• [Objective]: Please count the lines in the entries below that contain the word "blue" and reply with that number only.

Detection annotation entries
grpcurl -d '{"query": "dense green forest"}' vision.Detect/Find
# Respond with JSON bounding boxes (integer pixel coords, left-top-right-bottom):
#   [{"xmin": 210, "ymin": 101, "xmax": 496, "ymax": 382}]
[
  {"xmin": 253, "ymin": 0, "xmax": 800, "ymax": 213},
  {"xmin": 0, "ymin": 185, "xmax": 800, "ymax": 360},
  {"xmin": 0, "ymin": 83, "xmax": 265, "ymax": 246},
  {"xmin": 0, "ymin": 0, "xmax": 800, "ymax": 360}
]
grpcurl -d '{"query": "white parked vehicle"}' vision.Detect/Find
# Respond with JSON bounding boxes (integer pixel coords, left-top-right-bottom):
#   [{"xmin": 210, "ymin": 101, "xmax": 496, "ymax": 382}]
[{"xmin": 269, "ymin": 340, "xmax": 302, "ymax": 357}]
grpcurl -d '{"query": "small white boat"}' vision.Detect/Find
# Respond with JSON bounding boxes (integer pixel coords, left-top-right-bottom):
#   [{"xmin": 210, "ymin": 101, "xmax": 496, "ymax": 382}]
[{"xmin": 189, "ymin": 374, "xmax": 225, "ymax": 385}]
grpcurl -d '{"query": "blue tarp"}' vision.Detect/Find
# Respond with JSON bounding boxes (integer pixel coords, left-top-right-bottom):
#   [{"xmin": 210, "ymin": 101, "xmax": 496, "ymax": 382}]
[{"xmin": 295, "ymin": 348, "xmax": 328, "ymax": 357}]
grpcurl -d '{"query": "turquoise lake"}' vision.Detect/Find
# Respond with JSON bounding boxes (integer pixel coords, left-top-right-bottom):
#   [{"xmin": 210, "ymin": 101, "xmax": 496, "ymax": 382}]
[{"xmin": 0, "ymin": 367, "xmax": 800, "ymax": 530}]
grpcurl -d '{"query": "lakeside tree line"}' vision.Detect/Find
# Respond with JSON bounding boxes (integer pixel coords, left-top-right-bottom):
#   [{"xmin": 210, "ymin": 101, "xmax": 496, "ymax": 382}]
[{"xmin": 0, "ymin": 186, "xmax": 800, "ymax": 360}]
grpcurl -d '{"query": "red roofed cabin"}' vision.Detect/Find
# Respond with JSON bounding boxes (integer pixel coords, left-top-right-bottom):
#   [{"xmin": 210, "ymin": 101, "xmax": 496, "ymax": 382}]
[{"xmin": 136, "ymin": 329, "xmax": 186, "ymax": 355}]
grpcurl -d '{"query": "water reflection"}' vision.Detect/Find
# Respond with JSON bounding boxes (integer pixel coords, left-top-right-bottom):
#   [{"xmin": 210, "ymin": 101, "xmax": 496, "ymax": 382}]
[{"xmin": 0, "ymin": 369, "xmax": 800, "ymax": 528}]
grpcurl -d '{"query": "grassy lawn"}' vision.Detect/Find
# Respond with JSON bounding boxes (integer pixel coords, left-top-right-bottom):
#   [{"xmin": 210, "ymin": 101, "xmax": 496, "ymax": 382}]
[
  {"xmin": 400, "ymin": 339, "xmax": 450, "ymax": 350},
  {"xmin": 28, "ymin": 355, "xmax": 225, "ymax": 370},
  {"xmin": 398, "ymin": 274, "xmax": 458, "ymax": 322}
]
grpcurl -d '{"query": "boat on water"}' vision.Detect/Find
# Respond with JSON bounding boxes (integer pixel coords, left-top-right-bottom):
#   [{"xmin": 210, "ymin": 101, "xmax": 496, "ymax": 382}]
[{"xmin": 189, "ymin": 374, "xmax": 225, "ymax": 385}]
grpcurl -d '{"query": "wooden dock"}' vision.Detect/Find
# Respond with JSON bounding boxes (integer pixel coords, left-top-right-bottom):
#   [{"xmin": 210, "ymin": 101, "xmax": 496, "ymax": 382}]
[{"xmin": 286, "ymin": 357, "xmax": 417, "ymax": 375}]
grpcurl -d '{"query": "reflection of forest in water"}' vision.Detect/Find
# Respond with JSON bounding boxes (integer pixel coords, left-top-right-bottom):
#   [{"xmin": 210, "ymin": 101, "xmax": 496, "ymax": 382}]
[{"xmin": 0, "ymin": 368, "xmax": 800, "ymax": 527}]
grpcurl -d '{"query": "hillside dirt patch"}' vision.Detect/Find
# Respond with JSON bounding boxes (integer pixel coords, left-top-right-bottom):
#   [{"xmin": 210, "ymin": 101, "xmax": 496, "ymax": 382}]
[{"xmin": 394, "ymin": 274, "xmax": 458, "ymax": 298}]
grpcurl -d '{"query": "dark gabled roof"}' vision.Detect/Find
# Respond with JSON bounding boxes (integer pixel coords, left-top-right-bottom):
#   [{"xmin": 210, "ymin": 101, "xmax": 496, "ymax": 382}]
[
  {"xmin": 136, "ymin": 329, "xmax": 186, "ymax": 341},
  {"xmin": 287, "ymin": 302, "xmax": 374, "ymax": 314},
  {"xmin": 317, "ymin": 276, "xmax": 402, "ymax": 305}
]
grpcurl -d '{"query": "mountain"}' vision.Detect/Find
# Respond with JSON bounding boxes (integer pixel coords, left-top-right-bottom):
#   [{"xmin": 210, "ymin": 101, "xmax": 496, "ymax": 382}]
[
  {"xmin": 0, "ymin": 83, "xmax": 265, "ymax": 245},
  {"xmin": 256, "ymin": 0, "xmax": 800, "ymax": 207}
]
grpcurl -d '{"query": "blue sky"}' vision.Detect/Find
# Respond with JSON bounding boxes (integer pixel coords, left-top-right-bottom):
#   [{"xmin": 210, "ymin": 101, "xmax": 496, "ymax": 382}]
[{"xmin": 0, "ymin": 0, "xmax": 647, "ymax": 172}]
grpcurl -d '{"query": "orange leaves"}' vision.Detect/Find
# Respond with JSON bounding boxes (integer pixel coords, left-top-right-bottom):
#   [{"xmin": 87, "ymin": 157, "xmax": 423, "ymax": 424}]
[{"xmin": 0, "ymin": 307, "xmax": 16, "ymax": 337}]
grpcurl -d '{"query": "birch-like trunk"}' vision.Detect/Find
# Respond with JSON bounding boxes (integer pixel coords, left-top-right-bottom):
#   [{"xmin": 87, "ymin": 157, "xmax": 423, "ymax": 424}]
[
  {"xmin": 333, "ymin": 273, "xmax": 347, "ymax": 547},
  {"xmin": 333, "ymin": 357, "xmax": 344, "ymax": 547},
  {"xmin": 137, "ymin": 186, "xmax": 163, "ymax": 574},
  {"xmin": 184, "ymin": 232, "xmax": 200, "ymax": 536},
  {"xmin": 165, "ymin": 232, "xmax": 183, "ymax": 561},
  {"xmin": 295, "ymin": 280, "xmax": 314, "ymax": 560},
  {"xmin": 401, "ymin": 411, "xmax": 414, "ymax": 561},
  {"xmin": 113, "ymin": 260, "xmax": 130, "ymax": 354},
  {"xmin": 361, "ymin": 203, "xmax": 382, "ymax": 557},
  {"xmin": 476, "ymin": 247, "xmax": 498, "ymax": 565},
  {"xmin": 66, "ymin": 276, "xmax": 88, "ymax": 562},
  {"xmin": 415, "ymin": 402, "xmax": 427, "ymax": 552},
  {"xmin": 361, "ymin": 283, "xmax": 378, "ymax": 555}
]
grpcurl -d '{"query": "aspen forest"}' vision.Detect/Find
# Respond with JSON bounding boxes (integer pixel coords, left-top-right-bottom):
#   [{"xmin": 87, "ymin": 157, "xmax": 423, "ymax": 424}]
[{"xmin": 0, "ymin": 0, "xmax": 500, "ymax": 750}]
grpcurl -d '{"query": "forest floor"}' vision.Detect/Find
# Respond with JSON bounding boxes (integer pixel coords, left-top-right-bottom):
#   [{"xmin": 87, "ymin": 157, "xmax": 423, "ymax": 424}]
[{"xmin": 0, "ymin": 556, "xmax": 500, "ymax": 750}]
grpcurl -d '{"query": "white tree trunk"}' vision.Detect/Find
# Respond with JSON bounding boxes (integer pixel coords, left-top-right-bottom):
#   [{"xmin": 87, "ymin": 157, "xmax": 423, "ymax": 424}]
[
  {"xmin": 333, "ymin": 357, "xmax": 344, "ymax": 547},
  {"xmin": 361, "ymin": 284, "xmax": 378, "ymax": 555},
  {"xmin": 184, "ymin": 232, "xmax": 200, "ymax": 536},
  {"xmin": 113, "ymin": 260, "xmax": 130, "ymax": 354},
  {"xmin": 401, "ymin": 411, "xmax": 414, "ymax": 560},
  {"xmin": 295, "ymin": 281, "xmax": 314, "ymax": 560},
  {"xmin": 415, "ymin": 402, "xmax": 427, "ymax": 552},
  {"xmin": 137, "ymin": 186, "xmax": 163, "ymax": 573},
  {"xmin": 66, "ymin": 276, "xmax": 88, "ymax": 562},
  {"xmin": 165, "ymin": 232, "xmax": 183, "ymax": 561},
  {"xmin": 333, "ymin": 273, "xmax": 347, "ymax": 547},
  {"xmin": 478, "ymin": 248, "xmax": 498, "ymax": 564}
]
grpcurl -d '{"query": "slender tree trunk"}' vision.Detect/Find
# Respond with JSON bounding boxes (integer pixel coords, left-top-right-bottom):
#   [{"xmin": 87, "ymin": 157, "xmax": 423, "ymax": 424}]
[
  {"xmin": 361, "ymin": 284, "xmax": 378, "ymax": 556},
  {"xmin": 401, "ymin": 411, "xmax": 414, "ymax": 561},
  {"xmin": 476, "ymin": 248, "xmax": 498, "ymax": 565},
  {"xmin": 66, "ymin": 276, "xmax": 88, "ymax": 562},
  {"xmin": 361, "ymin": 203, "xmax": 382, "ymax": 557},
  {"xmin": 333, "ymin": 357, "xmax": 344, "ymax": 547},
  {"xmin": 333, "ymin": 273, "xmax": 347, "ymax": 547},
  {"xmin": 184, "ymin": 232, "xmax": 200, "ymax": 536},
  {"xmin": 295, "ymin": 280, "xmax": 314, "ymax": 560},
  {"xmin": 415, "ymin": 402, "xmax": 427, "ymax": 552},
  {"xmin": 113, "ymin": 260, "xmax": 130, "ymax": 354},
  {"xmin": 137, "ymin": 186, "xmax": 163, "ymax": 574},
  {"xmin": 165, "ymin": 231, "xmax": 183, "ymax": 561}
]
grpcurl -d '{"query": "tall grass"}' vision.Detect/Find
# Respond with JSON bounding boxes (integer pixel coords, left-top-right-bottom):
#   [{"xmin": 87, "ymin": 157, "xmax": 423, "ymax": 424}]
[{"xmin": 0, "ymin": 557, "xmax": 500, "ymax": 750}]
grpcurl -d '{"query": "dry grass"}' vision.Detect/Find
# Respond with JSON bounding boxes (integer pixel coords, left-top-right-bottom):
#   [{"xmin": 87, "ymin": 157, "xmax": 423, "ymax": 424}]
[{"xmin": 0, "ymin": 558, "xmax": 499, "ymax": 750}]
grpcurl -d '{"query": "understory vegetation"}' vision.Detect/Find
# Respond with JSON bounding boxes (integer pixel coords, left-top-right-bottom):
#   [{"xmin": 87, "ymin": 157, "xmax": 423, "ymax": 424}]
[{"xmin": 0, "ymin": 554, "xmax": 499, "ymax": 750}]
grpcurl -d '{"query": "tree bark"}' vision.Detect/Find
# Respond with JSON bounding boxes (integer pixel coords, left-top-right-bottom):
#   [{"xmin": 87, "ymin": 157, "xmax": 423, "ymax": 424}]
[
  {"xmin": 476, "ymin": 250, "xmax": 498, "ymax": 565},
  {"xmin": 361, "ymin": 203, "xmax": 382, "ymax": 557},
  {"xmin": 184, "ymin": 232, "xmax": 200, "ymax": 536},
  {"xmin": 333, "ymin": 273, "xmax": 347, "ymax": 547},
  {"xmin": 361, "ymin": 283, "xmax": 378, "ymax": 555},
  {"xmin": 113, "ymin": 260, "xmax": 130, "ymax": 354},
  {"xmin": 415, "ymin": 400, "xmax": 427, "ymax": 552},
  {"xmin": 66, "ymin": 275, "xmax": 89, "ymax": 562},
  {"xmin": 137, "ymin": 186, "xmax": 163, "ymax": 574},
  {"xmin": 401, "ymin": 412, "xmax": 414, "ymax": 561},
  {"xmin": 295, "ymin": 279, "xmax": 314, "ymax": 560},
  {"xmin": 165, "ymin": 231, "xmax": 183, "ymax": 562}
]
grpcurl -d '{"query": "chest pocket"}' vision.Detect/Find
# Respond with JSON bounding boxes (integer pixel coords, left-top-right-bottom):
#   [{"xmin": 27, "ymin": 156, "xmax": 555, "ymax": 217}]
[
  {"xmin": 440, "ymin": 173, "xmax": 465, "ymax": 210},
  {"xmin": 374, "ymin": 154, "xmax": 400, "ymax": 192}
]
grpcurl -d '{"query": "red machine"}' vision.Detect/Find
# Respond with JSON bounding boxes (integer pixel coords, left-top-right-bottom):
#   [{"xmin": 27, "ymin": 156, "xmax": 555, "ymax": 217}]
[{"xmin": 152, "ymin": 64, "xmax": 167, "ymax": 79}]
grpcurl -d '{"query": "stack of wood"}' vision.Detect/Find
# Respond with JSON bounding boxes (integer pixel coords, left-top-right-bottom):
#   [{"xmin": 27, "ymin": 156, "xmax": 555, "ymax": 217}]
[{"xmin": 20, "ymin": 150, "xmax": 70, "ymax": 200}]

• [Finished task]: 2